Can you rewrite all the items below as one numbered list, leaving out any blank lines?

--- Records provided ---

↓

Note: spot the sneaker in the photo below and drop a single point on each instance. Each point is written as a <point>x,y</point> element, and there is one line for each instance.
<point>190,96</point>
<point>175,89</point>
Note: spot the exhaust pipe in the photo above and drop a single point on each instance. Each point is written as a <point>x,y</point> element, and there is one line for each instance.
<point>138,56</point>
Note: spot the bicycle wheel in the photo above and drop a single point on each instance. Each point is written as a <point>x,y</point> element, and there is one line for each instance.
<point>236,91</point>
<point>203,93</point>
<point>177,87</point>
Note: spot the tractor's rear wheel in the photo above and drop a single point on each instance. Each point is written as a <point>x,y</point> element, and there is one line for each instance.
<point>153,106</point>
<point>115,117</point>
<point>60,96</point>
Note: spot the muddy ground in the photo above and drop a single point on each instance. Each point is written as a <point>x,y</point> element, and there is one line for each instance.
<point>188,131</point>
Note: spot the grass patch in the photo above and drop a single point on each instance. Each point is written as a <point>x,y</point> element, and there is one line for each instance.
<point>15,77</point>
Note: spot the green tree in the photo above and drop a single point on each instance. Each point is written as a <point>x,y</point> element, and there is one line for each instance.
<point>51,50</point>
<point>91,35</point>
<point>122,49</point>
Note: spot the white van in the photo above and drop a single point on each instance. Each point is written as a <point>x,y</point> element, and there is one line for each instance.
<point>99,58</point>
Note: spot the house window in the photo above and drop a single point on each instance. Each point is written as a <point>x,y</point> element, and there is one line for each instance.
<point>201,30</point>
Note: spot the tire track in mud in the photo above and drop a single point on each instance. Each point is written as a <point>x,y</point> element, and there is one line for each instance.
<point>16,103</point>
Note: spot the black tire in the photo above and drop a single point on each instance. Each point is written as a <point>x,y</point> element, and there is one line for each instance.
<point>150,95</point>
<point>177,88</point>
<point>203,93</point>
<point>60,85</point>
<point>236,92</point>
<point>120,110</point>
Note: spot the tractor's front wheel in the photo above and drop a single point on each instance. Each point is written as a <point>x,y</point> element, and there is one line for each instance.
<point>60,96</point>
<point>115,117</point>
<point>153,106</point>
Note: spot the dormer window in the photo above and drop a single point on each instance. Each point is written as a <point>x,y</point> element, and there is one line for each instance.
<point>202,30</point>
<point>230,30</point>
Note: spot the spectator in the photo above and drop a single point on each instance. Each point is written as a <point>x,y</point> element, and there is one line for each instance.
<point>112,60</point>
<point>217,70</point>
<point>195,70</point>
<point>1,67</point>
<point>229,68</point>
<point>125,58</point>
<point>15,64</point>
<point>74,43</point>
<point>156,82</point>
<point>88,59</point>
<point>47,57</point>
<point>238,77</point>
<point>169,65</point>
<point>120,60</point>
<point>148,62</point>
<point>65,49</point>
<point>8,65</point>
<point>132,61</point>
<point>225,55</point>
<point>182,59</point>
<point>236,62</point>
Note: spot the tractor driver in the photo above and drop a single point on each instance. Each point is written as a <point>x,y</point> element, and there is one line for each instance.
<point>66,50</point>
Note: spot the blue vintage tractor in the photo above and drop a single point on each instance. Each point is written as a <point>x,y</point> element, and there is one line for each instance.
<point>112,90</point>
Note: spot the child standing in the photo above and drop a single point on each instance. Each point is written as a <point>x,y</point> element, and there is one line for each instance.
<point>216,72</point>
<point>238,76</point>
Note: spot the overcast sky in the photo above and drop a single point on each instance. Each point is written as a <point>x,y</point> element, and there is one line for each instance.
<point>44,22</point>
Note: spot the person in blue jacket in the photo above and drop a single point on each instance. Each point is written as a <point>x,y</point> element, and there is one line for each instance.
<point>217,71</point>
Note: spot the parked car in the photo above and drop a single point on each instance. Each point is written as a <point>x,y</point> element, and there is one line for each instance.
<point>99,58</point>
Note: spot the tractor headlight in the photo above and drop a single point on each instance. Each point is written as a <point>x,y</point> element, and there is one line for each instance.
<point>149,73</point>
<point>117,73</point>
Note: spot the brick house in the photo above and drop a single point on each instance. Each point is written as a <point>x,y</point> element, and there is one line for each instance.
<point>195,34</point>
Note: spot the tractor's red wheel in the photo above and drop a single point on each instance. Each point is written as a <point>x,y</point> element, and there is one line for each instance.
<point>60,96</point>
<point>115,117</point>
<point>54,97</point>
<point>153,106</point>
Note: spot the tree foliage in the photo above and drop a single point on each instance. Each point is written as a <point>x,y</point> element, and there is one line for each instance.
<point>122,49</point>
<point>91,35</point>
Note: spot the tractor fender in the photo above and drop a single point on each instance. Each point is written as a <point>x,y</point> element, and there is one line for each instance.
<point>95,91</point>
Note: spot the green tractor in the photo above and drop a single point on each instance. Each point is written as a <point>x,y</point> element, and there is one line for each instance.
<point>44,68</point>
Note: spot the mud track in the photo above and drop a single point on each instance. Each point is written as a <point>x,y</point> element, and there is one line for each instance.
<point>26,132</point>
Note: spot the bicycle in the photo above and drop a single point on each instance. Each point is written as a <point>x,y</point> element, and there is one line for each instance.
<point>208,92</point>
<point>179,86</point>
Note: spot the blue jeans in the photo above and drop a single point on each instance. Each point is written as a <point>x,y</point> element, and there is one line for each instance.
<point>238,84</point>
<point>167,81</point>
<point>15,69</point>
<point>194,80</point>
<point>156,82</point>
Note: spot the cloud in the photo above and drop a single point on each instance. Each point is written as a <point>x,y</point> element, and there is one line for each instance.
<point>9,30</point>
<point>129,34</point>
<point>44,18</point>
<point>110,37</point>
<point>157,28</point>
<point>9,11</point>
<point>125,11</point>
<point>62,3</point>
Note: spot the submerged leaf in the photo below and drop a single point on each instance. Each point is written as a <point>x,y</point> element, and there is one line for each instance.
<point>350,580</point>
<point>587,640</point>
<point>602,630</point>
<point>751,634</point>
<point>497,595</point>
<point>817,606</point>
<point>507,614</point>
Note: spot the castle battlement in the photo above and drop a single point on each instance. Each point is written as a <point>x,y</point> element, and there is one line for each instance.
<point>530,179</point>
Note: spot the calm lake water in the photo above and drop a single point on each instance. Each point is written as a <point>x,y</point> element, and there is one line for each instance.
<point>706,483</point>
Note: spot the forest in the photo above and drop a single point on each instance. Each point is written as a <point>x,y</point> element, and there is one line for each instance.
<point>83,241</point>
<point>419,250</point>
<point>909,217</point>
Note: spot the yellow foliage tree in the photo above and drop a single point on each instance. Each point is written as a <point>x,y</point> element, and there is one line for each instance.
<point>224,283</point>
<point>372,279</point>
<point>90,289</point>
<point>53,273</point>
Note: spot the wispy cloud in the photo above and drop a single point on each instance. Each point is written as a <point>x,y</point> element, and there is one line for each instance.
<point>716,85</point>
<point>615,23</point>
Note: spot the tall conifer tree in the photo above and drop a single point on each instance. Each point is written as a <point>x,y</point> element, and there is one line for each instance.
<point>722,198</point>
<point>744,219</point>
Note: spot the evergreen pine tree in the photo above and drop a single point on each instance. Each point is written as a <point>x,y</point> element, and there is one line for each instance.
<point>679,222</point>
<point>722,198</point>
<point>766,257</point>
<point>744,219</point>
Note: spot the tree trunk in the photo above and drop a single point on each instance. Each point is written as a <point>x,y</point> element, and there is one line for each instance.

↑

--- Solution to the problem ---
1. Note: spot the sneaker in the photo below and drop a single point on each instance. Each point is written as a <point>x,y</point> element, and there is one line for each instance.
2. <point>190,96</point>
3. <point>175,89</point>
4. Note: spot the exhaust pipe in the photo above and drop a single point on each instance. Each point is written as a <point>x,y</point> element, and there is one line for each instance.
5. <point>138,56</point>
6. Note: spot the bicycle wheel in the photo above and drop a single point on each instance. Each point is written as a <point>x,y</point> element, and there is one line for each instance.
7. <point>236,91</point>
8. <point>203,93</point>
9. <point>177,87</point>
10. Note: spot the tractor's rear wheel in the photo above and drop a single point on each instance. Each point is written as a <point>x,y</point> element, and there is one line for each instance.
11. <point>153,106</point>
12. <point>115,117</point>
13. <point>60,96</point>
14. Note: spot the muddy ground in the photo above and drop a single point on each instance. Each point is written as a <point>x,y</point> element, and there is one line for each instance.
15. <point>188,131</point>
16. Note: spot the grass patch in the photo above and drop a single point on each instance. Each point is written as a <point>x,y</point> element, and there is one line for each instance.
17. <point>15,77</point>
18. Note: spot the green tree in the photo above and drop a single point on each instance. Each point is written as a <point>x,y</point> element, and there is one line for each instance.
19. <point>51,50</point>
20. <point>91,35</point>
21. <point>122,49</point>
22. Note: spot the white van in the photo above and drop a single point on each instance. Each point is written as a <point>x,y</point> element, and there is one line for each instance.
23. <point>99,58</point>
24. Note: spot the house window in the photo above and drop a single point on each instance. Each point is written as a <point>x,y</point> element, and there is one line for each instance.
25. <point>201,30</point>
26. Note: spot the tire track in mud in the photo above and drop a single point on each instance. Each point is written as a <point>x,y</point> element, and there is one line for each instance.
27. <point>16,103</point>
28. Note: spot the black tire in the photo above and drop a single point on each instance. Each point is written as a <point>x,y</point> element, and there is one line for each instance.
29. <point>150,95</point>
30. <point>177,88</point>
31. <point>203,93</point>
32. <point>60,85</point>
33. <point>236,92</point>
34. <point>120,110</point>
35. Note: spot the tractor's front wheel in the photo above and drop a single point on each instance. Each point is written as a <point>x,y</point> element, and there is one line for each instance.
36. <point>60,96</point>
37. <point>115,117</point>
38. <point>153,106</point>
39. Note: spot the dormer window in the photo above and drop a single point on each instance. Each point is written as a <point>x,y</point> element, and there is one line for each instance.
40. <point>202,30</point>
41. <point>230,30</point>
42. Note: spot the spectator in the photo above and drop a single point on each instance. Each point is written as a <point>x,y</point> element, and there is one line for each instance.
43. <point>112,60</point>
44. <point>217,70</point>
45. <point>195,70</point>
46. <point>1,67</point>
47. <point>229,68</point>
48. <point>125,58</point>
49. <point>15,64</point>
50. <point>74,43</point>
51. <point>156,82</point>
52. <point>88,59</point>
53. <point>47,57</point>
54. <point>238,77</point>
55. <point>169,65</point>
56. <point>120,60</point>
57. <point>148,62</point>
58. <point>65,49</point>
59. <point>8,65</point>
60. <point>132,61</point>
61. <point>225,55</point>
62. <point>182,59</point>
63. <point>236,62</point>
64. Note: spot the tractor driver in the photo above and drop a single point on each instance. Each point is written as a <point>x,y</point> element, and there is one line for each instance.
65. <point>66,50</point>
66. Note: spot the blue vintage tractor in the photo above and drop a single point on each instance. Each point is written as a <point>x,y</point> element, and there is one line for each instance.
67. <point>112,90</point>
68. Note: spot the child standing in the photo above and drop a single point on each instance. Each point is written as a <point>x,y</point> element, and there is one line for each instance.
69. <point>216,72</point>
70. <point>238,76</point>
71. Note: spot the overcast sky in the photo above and drop a single point on each instance. Each point is written as a <point>x,y</point> element, and there is one line for each instance.
72. <point>44,22</point>
73. Note: spot the person in blue jacket in the photo above and drop a single point on each instance. Each point is written as a <point>x,y</point> element, and there is one line for each instance.
74. <point>217,71</point>
75. Note: spot the parked car in the photo above and drop a single point on each instance. Each point is written as a <point>x,y</point> element, and there is one line for each instance.
76. <point>99,58</point>
77. Note: spot the tractor headlight in the photo above and drop a single point on each instance. Each point is written as a <point>x,y</point> element, and there is one line for each instance.
78. <point>149,73</point>
79. <point>117,73</point>
80. Note: spot the brick house in the photo above and drop a single point on each instance. Each point is written as a <point>x,y</point> element, and there is one line for each instance.
81. <point>195,34</point>
82. Note: spot the tractor's red wheel in the photo above and drop a single point on each instance. Each point is written as a <point>x,y</point> element, and there is one line for each instance.
83. <point>60,96</point>
84. <point>115,117</point>
85. <point>54,97</point>
86. <point>153,106</point>
87. Note: spot the tree foliage in the photo above and drop a single point on each instance. Each point is written as a <point>x,y</point> element, and there is one line for each instance.
88. <point>122,49</point>
89. <point>91,35</point>
90. Note: spot the tractor fender in the photo above and drop a single point on each instance. Each point is written as a <point>x,y</point> element, and there is one line for each instance.
91. <point>95,91</point>
92. Note: spot the green tractor in the photo above and drop a single point on each instance. Each point is written as a <point>x,y</point> element, and there is one line for each instance.
93. <point>44,68</point>
94. Note: spot the mud track in the photo above and drop a single point on each instance. Each point is written as a <point>x,y</point> element, and there is one line for each instance.
95. <point>26,132</point>
96. Note: spot the bicycle in the photo above and drop a single point on each instance. Each point is written as a <point>x,y</point> element, and there is one line for each instance.
97. <point>208,92</point>
98. <point>179,86</point>
99. Note: spot the blue jeans in the photo above and drop a single point on each instance. Each point is written as a <point>x,y</point> element, and there is one line for each instance.
100. <point>238,84</point>
101. <point>167,81</point>
102. <point>15,69</point>
103. <point>194,80</point>
104. <point>156,82</point>
105. Note: spot the cloud in the photo above and drop a single point on each instance. Each point is written as a <point>x,y</point> element, and there is one line for each instance.
106. <point>9,30</point>
107. <point>129,34</point>
108. <point>44,18</point>
109. <point>110,37</point>
110. <point>157,28</point>
111. <point>9,11</point>
112. <point>125,11</point>
113. <point>62,3</point>
114. Note: spot the submerged leaf in the photo below and drop a single point on each instance. Each point is written as a <point>x,y</point> element, and there is one line for each instance.
115. <point>350,580</point>
116. <point>587,640</point>
117. <point>602,630</point>
118. <point>751,634</point>
119. <point>497,595</point>
120. <point>817,606</point>
121. <point>507,614</point>
122. Note: spot the castle battlement in the photo above and drop a single point on each instance. Each point is written as a <point>x,y</point> element, and there is one line for each instance.
123. <point>530,179</point>
124. Note: spot the calm lake water in the photo above and drop a single point on each instance. Each point is written as a <point>x,y</point> element, and there is one line for each instance.
125. <point>706,483</point>
126. Note: spot the forest in the photo above and drop a single point on each instance. Each point is written as a <point>x,y</point> element, and there is one line for each instance.
127. <point>83,241</point>
128. <point>419,250</point>
129. <point>909,217</point>
130. Note: spot the yellow foliage tree in the photo above and drop a single point on each instance. Each point is written as a <point>x,y</point> element, and there is one line for each instance.
131. <point>224,283</point>
132. <point>372,279</point>
133. <point>90,289</point>
134. <point>53,273</point>
135. Note: spot the wispy cloud in the photo above and drop a single point on each instance. Each point is written as a <point>x,y</point> element, and there is one line for each instance.
136. <point>716,85</point>
137. <point>615,23</point>
138. Note: spot the tall conifer tree in the photo above and drop a single point on each instance. Each point is written as a <point>x,y</point> element, and there is one line for each instance.
139. <point>722,198</point>
140. <point>744,219</point>
141. Note: spot the evergreen pine tree in the photo above and drop a single point on each instance. Each point is written as a <point>x,y</point> element, and there is one line for each instance.
142. <point>679,222</point>
143. <point>722,198</point>
144. <point>766,257</point>
145. <point>744,219</point>
146. Note: spot the tree trunk in the photo above and drop a single point on each instance. Each point is written as a <point>x,y</point> element, and there is one line for each instance.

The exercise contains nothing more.